Your goal: Go over the data and keep only the lines that include "appear".

Material provided:
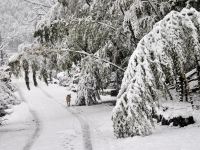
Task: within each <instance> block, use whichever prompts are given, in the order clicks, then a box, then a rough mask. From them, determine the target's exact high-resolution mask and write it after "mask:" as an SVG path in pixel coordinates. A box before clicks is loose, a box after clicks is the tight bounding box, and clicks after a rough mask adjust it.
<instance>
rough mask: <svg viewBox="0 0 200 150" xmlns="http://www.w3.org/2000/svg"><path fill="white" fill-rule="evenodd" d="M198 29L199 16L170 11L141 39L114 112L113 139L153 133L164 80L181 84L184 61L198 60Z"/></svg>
mask: <svg viewBox="0 0 200 150" xmlns="http://www.w3.org/2000/svg"><path fill="white" fill-rule="evenodd" d="M199 29H200V13H199V12H197V11H196V10H195V9H194V8H190V9H186V8H184V9H183V10H182V11H181V12H176V11H172V12H170V13H169V14H168V15H167V16H166V17H164V19H163V20H161V21H159V22H158V23H156V24H155V25H154V28H153V30H152V31H151V32H150V33H149V34H147V35H146V36H144V37H143V38H142V39H141V41H140V42H139V43H138V45H137V48H136V50H135V51H134V52H133V54H132V56H131V58H130V61H129V65H128V67H127V70H126V72H125V75H124V78H123V81H122V85H121V90H120V92H119V94H118V99H117V104H116V106H115V108H114V110H113V115H112V120H113V127H114V133H115V136H116V137H118V138H121V137H129V136H131V137H132V136H136V135H149V134H151V133H152V130H153V127H154V122H153V119H152V114H153V113H154V111H155V108H156V107H157V106H158V100H159V98H158V96H160V94H161V92H164V91H165V89H166V86H165V84H166V81H170V82H172V83H175V82H176V81H177V80H179V81H180V80H182V82H183V81H184V80H185V71H186V70H185V69H186V68H185V67H184V66H185V64H186V61H187V63H194V58H195V57H198V58H199V41H198V39H199V36H200V35H199V32H198V31H199ZM189 54H190V56H191V57H190V60H189V59H188V57H187V56H188V55H189ZM169 78H170V79H171V80H169ZM178 83H180V82H177V83H175V84H178ZM183 83H185V82H183ZM169 84H170V83H169ZM186 84H187V83H185V84H183V85H182V86H181V88H180V86H179V88H180V90H185V92H186V91H187V90H188V88H187V85H186Z"/></svg>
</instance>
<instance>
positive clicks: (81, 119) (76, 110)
mask: <svg viewBox="0 0 200 150" xmlns="http://www.w3.org/2000/svg"><path fill="white" fill-rule="evenodd" d="M40 89H41V91H42V92H43V93H44V94H45V95H46V96H47V97H48V98H50V99H52V100H54V101H55V102H56V103H58V104H59V105H61V106H62V107H64V109H66V106H65V105H64V104H62V103H60V102H58V101H57V100H56V99H55V98H54V97H53V96H52V95H50V94H49V93H48V91H45V90H44V89H42V88H40ZM67 111H69V112H70V113H71V114H72V115H73V116H74V117H76V118H77V119H78V121H79V123H80V125H81V129H82V135H83V142H84V149H85V150H92V143H91V137H90V127H89V124H88V123H87V121H86V120H84V118H83V117H81V116H80V115H79V114H78V112H77V109H73V108H67Z"/></svg>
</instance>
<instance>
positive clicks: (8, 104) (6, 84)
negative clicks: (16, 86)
mask: <svg viewBox="0 0 200 150" xmlns="http://www.w3.org/2000/svg"><path fill="white" fill-rule="evenodd" d="M15 90H16V88H15V87H14V86H13V85H12V84H11V83H10V75H9V72H4V71H2V68H0V124H1V117H3V116H4V115H6V112H5V110H6V109H8V108H9V106H10V105H16V104H19V101H17V99H16V97H15V96H14V94H13V93H14V91H15Z"/></svg>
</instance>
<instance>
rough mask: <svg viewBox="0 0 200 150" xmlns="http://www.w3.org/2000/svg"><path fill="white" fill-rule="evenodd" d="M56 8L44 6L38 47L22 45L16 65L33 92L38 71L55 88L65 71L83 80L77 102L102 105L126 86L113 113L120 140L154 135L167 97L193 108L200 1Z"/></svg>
mask: <svg viewBox="0 0 200 150" xmlns="http://www.w3.org/2000/svg"><path fill="white" fill-rule="evenodd" d="M25 2H27V3H30V1H25ZM40 4H41V2H40V1H38V2H37V3H36V4H34V5H39V6H41V5H42V4H41V5H40ZM52 4H53V5H52V6H51V7H50V8H48V9H47V8H46V5H44V6H41V7H42V8H43V7H45V8H46V9H45V11H46V12H45V15H43V16H42V17H40V19H39V20H38V21H37V24H36V27H35V30H34V38H35V40H34V42H32V43H31V44H22V45H20V46H19V54H17V55H16V56H15V57H13V58H12V59H10V62H9V64H10V66H11V70H12V72H13V74H16V75H18V74H19V72H20V70H21V69H23V71H24V73H25V74H24V77H25V81H26V85H27V88H28V89H30V88H31V87H30V85H29V84H30V83H29V76H30V74H32V78H33V81H34V85H35V86H37V85H38V84H37V77H38V76H39V77H40V78H43V80H44V81H45V83H46V84H48V80H50V81H51V80H52V78H53V77H56V75H57V74H58V73H59V72H62V71H65V72H68V77H69V78H70V80H73V79H74V78H75V76H76V79H77V81H76V82H77V83H78V85H77V99H76V104H77V105H92V104H96V103H98V101H100V91H102V90H103V89H108V88H115V89H116V90H119V89H120V90H119V94H118V96H117V103H116V106H115V108H114V110H113V114H112V121H113V127H114V133H115V136H116V137H118V138H121V137H129V136H136V135H149V134H151V133H152V130H153V128H154V124H155V121H154V120H153V115H154V113H157V109H158V108H159V107H160V106H161V103H162V102H161V101H160V100H161V99H163V98H166V99H170V100H174V99H173V98H174V97H172V91H173V92H175V93H176V94H178V95H179V97H178V98H177V97H176V98H177V100H176V101H185V102H189V103H192V101H193V99H192V97H191V93H192V92H191V89H190V86H189V80H188V78H187V76H186V73H187V72H189V71H191V70H192V69H194V68H196V70H197V80H198V81H199V83H200V76H199V75H200V69H199V68H200V67H199V58H200V56H199V52H200V51H199V47H200V45H199V37H200V35H199V30H200V13H199V12H198V11H199V6H200V3H199V1H196V0H183V1H181V0H171V1H168V0H156V1H151V0H146V1H144V0H128V1H126V0H114V1H113V0H92V1H88V0H86V1H82V0H58V1H55V3H52ZM48 6H49V5H48ZM41 7H40V8H41ZM74 68H79V69H77V70H78V71H77V72H76V73H74V72H73V71H74V70H73V69H74ZM30 70H32V73H30ZM124 70H126V71H125V72H124ZM77 76H78V77H77ZM122 77H123V80H122ZM113 78H115V79H113ZM113 81H114V82H115V84H114V85H115V86H113V84H112V82H113ZM198 87H200V84H199V85H198Z"/></svg>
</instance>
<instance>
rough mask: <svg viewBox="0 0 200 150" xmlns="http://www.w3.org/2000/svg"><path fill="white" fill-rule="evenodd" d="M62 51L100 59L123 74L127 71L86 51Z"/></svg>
mask: <svg viewBox="0 0 200 150" xmlns="http://www.w3.org/2000/svg"><path fill="white" fill-rule="evenodd" d="M62 51H69V52H74V53H79V54H84V55H86V56H91V57H93V58H96V59H100V60H101V61H103V62H105V63H108V64H110V65H112V66H114V67H116V68H118V69H120V70H122V71H123V72H125V70H124V69H123V68H121V67H120V66H118V65H116V64H114V63H112V62H110V61H107V60H105V59H102V58H100V57H98V56H95V55H94V54H90V53H87V52H85V51H74V50H70V49H62Z"/></svg>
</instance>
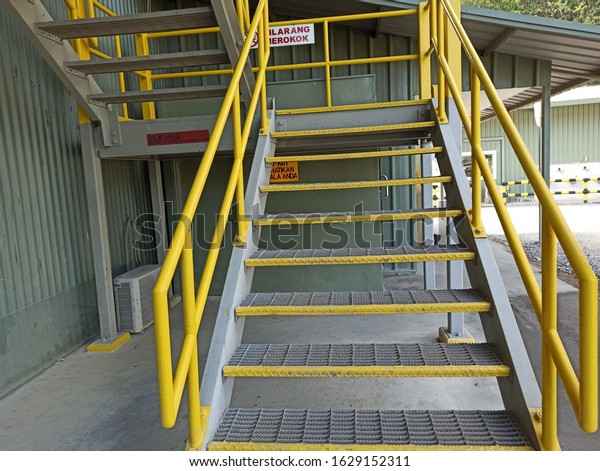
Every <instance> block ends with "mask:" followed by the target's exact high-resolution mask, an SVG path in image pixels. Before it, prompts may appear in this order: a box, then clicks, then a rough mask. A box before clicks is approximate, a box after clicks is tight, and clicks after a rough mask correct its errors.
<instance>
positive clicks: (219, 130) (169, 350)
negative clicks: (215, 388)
mask: <svg viewBox="0 0 600 471" xmlns="http://www.w3.org/2000/svg"><path fill="white" fill-rule="evenodd" d="M268 27H269V25H268V15H267V1H266V0H261V1H260V2H259V4H258V6H257V8H256V10H255V16H254V19H253V21H252V23H251V24H250V27H249V29H248V37H247V39H246V41H245V43H244V46H243V47H242V50H241V52H240V59H239V62H238V63H237V65H236V67H235V69H234V71H233V74H232V77H231V82H230V85H229V88H228V89H227V93H226V94H225V98H224V100H223V105H222V107H221V110H220V112H219V115H218V116H217V120H216V123H215V126H214V128H213V131H212V134H211V137H210V139H209V141H208V144H207V147H206V150H205V152H204V156H203V157H202V161H201V163H200V166H199V168H198V172H197V173H196V177H195V179H194V182H193V184H192V188H191V190H190V193H189V196H188V199H187V201H186V203H185V206H184V208H183V211H182V215H181V219H180V220H179V222H178V223H177V227H176V229H175V233H174V235H173V240H172V242H171V245H170V247H169V249H168V251H167V256H166V258H165V261H164V262H163V266H162V269H161V271H160V274H159V277H158V279H157V281H156V285H155V287H154V291H153V300H154V315H155V326H156V327H155V331H156V353H157V369H158V386H159V395H160V408H161V420H162V424H163V426H164V427H166V428H171V427H173V425H174V424H175V421H176V419H177V411H178V409H179V405H180V402H181V397H182V394H183V390H184V387H185V382H186V380H187V389H188V409H189V416H190V429H189V435H188V445H187V447H188V449H197V448H198V447H200V446H202V443H203V440H204V432H205V429H206V414H205V413H204V412H203V410H202V408H201V407H200V395H199V394H200V383H199V377H198V364H197V362H198V353H197V352H198V345H197V335H198V329H199V327H200V323H201V320H202V313H203V311H204V306H205V304H206V300H207V297H208V290H209V287H210V283H211V280H212V277H213V274H214V270H215V267H216V263H217V258H218V255H219V252H220V245H221V241H222V239H223V235H224V233H225V227H226V224H227V214H229V209H230V208H231V206H232V203H233V199H234V197H235V198H236V199H237V201H236V202H237V207H238V218H239V220H240V222H239V224H238V235H237V240H238V241H240V242H243V241H244V240H245V237H246V233H247V231H248V228H249V225H248V223H247V221H246V217H245V214H244V200H243V198H244V196H243V177H242V161H243V156H244V153H245V150H246V146H247V143H248V139H249V136H250V129H251V124H252V121H253V119H254V114H255V111H256V108H257V106H258V102H259V99H260V101H261V126H262V127H263V128H266V127H267V126H268V121H267V110H266V95H265V91H266V89H265V83H266V63H267V61H268V59H269V54H270V47H269V41H268V40H267V41H260V44H259V52H260V54H259V68H260V70H259V74H258V76H257V79H256V84H255V88H254V92H253V95H252V99H251V102H250V104H249V105H248V112H247V116H246V121H245V123H244V126H242V123H241V110H240V106H241V104H240V89H239V87H240V81H241V77H242V74H243V72H244V66H245V64H246V62H247V60H248V58H249V54H250V48H251V43H252V37H253V36H254V34H255V33H257V32H258V33H260V34H261V35H262V37H263V38H265V39H268ZM265 30H266V31H267V32H266V33H265ZM230 114H231V115H232V120H233V130H234V164H233V168H232V170H231V174H230V177H229V182H228V184H227V189H226V192H225V197H224V198H223V203H222V206H221V211H220V212H219V217H218V220H217V226H216V229H215V232H214V234H213V237H212V240H211V246H210V248H209V251H208V256H207V260H206V262H205V265H204V271H203V273H202V277H201V280H200V283H199V286H198V289H197V292H196V287H195V284H194V270H193V247H192V236H191V223H192V220H193V219H194V216H195V213H196V209H197V207H198V203H199V201H200V197H201V196H202V193H203V190H204V186H205V183H206V180H207V178H208V172H209V170H210V168H211V166H212V162H213V160H214V157H215V154H216V151H217V147H218V145H219V143H220V140H221V137H222V135H223V131H224V129H225V125H226V123H227V119H228V117H229V115H230ZM180 261H181V277H182V288H183V289H182V292H183V293H182V297H183V307H184V325H185V337H184V340H183V344H182V348H181V352H180V354H179V359H178V362H177V366H176V368H175V375H173V367H172V355H171V339H170V327H169V305H168V297H167V294H168V290H169V286H170V285H171V283H172V280H173V277H174V275H175V271H176V269H177V265H178V264H179V262H180Z"/></svg>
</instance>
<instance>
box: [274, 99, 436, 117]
mask: <svg viewBox="0 0 600 471" xmlns="http://www.w3.org/2000/svg"><path fill="white" fill-rule="evenodd" d="M430 103H431V100H403V101H389V102H384V103H362V104H359V105H336V106H329V107H327V106H320V107H316V108H294V109H289V110H278V111H277V112H276V115H277V116H284V115H294V114H307V113H331V112H336V111H356V110H376V109H381V108H402V107H406V106H419V105H421V106H422V105H428V104H430Z"/></svg>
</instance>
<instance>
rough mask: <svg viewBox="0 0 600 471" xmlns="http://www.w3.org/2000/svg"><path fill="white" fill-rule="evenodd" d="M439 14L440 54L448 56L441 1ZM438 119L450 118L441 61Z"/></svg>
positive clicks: (439, 64) (438, 68) (438, 102)
mask: <svg viewBox="0 0 600 471" xmlns="http://www.w3.org/2000/svg"><path fill="white" fill-rule="evenodd" d="M438 1H439V0H438ZM437 14H438V18H437V45H438V54H439V55H440V56H442V57H446V31H445V24H446V21H445V17H446V12H445V10H444V7H443V5H442V4H441V3H440V4H439V5H438V8H437ZM438 120H439V122H440V123H447V122H448V118H447V116H446V76H445V75H444V69H443V68H442V65H441V64H440V63H439V62H438Z"/></svg>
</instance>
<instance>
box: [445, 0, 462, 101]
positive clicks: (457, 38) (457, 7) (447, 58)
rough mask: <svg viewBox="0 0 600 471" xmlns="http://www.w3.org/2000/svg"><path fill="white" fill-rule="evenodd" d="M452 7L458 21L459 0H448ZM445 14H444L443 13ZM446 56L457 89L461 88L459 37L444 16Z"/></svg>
mask: <svg viewBox="0 0 600 471" xmlns="http://www.w3.org/2000/svg"><path fill="white" fill-rule="evenodd" d="M450 4H451V5H452V8H453V9H454V11H455V12H456V16H457V18H458V19H459V21H460V18H461V13H460V5H461V0H450ZM444 16H446V15H444ZM445 24H446V42H445V45H446V58H447V59H448V65H449V66H450V70H451V71H452V77H453V78H454V82H455V83H456V86H457V87H458V89H459V90H462V45H461V42H460V38H459V37H458V34H457V33H456V31H454V28H452V26H451V25H450V21H449V19H448V17H447V16H446V21H445Z"/></svg>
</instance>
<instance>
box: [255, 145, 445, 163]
mask: <svg viewBox="0 0 600 471" xmlns="http://www.w3.org/2000/svg"><path fill="white" fill-rule="evenodd" d="M443 151H444V148H443V147H429V148H418V149H402V150H382V151H376V152H353V153H348V152H346V153H342V154H315V155H295V156H292V155H286V156H275V157H267V158H266V159H265V162H267V163H276V162H311V161H319V160H344V159H365V158H372V157H377V158H379V157H395V156H401V155H421V154H439V153H440V152H443Z"/></svg>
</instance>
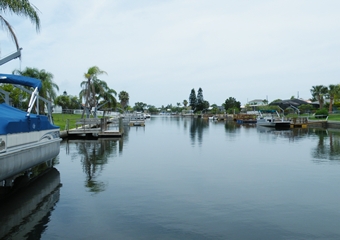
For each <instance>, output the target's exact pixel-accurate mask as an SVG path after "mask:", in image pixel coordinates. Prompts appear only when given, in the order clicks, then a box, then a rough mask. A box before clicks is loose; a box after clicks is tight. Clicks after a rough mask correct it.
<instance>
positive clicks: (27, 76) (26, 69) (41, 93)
mask: <svg viewBox="0 0 340 240" xmlns="http://www.w3.org/2000/svg"><path fill="white" fill-rule="evenodd" d="M13 74H19V75H22V76H26V77H32V78H36V79H39V80H40V81H41V82H42V88H41V90H40V92H39V95H40V96H41V97H43V98H45V99H47V100H49V101H50V102H54V100H55V99H56V97H57V93H56V90H57V91H59V87H58V85H57V84H56V83H54V82H53V74H52V73H49V72H47V71H46V70H44V69H42V70H39V69H37V68H29V67H27V68H26V69H25V70H24V71H20V70H18V69H16V70H14V71H13ZM41 104H42V105H41V106H42V108H40V110H41V111H42V113H43V112H44V109H45V103H44V102H41Z"/></svg>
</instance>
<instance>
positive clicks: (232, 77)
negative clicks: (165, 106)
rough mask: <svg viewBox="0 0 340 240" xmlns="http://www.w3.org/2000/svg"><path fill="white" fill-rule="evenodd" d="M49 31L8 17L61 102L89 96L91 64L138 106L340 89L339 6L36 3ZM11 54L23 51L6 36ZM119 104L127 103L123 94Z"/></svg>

Solution to the problem:
Every <instance> block ends with "mask:" followed by the target's exact high-resolution mask, an SVG path in image pixels. Before it, prompts may appear in this order: a box, then clicks, then a rough mask. A box before clicks is approximate, a box after clicks is tight, and clicks after a rough mask correct its errors.
For each <instance>, output the target's exact pixel-accurate mask as an SVG path after "mask:", in image pixel coordinates. Prompts appear only when given, in the order clicks, then a box, then a rough mask. A box before clicks is loose; a box after clicks is tight. Clicks after a rough mask correct it.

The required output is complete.